◆ **INSTRUCTION**:
Rewrite the material below between the lines holding "the parked white" and "[337,567,344,623]", inclusive, swapping "asphalt" for "paved" and leaving everything else the same.

· · · · · · ·

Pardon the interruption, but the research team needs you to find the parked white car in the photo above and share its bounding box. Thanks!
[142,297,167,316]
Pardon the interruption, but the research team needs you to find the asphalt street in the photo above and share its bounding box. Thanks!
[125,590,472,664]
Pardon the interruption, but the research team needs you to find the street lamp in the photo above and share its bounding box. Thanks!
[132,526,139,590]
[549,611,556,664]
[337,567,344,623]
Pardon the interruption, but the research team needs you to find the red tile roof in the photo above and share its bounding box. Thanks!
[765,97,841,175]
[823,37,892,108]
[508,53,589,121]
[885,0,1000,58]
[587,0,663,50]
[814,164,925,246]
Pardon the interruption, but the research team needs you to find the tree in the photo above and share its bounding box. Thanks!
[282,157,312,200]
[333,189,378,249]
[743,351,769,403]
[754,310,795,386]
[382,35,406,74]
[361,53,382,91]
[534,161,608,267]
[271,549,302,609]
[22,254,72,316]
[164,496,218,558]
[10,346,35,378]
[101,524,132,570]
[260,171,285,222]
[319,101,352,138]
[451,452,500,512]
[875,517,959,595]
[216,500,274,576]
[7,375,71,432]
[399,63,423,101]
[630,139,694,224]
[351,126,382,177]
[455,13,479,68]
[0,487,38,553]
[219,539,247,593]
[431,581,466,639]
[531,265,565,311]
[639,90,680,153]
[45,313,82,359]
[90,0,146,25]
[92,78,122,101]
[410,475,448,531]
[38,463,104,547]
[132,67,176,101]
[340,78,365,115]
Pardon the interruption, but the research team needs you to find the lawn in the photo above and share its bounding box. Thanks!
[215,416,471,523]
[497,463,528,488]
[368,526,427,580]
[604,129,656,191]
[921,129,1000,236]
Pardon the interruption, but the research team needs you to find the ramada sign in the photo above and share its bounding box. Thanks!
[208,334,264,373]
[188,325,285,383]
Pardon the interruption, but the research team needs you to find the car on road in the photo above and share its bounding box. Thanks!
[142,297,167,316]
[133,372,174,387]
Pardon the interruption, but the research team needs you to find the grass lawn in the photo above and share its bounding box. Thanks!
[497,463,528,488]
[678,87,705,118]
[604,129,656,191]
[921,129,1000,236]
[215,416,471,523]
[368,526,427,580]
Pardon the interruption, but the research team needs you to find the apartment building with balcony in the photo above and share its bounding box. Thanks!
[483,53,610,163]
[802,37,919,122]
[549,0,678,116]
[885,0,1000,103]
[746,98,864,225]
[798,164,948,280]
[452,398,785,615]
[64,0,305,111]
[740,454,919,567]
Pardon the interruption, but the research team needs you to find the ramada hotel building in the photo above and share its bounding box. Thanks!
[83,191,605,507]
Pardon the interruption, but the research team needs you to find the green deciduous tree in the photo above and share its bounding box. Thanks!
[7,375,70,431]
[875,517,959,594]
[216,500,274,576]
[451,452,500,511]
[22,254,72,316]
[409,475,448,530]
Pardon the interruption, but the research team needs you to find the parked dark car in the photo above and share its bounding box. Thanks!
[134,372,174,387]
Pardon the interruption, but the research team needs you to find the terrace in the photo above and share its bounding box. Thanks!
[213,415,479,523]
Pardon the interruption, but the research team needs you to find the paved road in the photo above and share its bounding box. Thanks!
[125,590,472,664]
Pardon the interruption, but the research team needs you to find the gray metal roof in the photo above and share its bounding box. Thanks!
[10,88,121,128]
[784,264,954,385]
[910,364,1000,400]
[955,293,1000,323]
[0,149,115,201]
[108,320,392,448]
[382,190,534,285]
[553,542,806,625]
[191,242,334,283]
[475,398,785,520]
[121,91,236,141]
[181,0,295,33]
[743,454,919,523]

· · · · · · ·

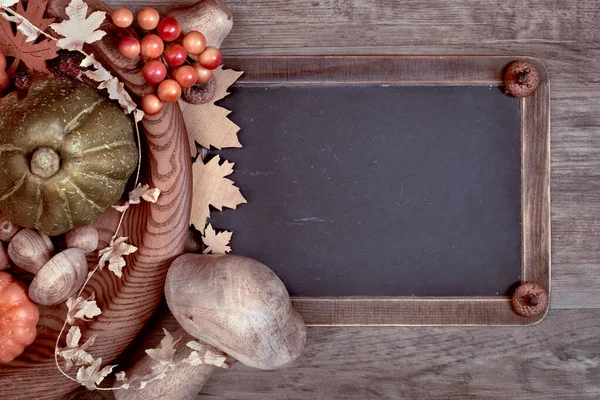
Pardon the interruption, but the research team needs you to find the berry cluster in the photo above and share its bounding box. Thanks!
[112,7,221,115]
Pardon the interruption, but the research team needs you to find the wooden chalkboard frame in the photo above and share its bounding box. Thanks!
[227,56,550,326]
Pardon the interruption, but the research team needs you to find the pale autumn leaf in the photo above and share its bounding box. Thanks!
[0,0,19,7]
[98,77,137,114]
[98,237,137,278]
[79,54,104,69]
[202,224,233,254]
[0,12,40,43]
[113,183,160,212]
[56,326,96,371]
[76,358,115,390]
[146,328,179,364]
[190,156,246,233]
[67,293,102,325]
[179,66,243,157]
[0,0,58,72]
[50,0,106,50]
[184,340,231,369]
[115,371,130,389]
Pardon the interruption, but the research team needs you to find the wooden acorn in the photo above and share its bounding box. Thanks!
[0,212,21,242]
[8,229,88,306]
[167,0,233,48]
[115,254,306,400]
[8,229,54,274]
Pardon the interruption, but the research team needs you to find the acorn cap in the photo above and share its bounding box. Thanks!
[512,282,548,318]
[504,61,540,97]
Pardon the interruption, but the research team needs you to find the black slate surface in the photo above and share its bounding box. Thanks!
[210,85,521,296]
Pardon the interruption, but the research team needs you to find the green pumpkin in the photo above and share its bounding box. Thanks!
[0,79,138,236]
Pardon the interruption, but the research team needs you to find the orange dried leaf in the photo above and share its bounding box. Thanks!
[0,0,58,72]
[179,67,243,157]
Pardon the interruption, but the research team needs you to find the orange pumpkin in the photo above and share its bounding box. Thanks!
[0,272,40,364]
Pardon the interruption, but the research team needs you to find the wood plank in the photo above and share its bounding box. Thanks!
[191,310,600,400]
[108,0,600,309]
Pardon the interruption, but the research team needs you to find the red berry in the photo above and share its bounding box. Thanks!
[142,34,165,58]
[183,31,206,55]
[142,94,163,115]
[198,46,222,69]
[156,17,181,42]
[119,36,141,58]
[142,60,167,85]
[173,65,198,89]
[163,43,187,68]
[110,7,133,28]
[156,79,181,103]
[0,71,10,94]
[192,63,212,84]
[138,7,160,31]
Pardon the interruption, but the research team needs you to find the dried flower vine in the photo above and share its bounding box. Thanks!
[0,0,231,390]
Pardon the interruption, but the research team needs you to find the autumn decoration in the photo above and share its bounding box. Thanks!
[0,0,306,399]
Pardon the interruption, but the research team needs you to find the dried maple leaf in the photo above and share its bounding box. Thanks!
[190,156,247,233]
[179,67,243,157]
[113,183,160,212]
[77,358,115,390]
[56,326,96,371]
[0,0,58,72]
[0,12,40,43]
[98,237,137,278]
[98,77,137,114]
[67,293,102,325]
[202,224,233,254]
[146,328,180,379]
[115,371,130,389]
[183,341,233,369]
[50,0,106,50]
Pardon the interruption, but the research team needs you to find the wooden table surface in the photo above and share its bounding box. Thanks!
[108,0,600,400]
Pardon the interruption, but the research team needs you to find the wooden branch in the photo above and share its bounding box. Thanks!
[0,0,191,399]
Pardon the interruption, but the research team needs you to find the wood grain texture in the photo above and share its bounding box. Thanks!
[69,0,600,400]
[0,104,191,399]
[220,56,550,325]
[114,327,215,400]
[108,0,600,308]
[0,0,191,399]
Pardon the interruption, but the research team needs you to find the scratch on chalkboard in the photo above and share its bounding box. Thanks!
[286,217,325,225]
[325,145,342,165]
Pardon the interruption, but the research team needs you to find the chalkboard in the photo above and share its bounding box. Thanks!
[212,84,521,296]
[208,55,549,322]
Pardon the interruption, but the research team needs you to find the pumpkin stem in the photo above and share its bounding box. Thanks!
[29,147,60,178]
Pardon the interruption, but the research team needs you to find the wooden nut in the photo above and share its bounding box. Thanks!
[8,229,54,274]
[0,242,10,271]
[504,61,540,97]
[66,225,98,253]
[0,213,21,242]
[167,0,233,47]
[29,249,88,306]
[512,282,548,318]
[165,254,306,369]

· · · · · · ·

◆ **SOLVED PROBLEM**:
Pardon the interruption, but the research team needs you to find the parked white car in the photo above and share its bounding box. Thanks!
[142,297,167,316]
Pardon the interruption, but the research team needs you to find the paved street in the photo above and share its bounding box. Thanks!
[125,590,472,664]
Pardon the interruption, but the research team needs you to find the street lamp in the photo above and share its bounding box. Thanks!
[132,526,139,590]
[549,611,556,664]
[337,567,344,623]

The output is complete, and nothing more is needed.